YOUR OBJECTIVE:
Could you retype the entries exactly as they are?

MATERIALS PROVIDED:
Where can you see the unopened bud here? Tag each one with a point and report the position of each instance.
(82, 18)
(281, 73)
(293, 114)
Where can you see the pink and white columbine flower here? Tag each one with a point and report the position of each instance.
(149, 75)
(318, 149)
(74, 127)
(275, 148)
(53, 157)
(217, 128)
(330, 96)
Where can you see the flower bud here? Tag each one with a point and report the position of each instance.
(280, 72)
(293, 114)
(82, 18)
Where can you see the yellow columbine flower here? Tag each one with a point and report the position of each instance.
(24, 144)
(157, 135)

ANSWER SPACE:
Where can you see the unopened bud here? Tag each one with a point and report the position of each instance.
(82, 18)
(281, 73)
(293, 114)
Where can you see the pink and white columbine flower here? Tag each one with a point and report the position of each instance.
(149, 75)
(318, 149)
(74, 127)
(275, 148)
(53, 157)
(217, 128)
(330, 96)
Where can you see the flower bud here? Tag each one with a point and report the position of each instance.
(280, 72)
(293, 114)
(82, 18)
Where can you see the yellow columbine flower here? Tag each one with a point and report the position of each instance.
(24, 144)
(157, 135)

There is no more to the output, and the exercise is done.